Excerpted data

BEGIN

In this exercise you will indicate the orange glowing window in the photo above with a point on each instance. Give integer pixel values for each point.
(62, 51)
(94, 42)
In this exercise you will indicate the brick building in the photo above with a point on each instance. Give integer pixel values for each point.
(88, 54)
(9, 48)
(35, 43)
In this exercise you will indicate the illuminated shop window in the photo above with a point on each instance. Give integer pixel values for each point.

END

Directions for this task
Write out every entry again, exactly as it appears.

Written response
In this exercise you will indicate the orange glowing window in the photo above with a point on each instance. Give integer pixel values for each point.
(62, 51)
(94, 42)
In this exercise you will indicate the brick building in the photo above with a point on each instance. Give integer pixel values for each point.
(88, 54)
(9, 48)
(35, 43)
In this exercise you will indicate the illuminated shop window in the photo above with a point on each instance. Give integer pixel values for each point.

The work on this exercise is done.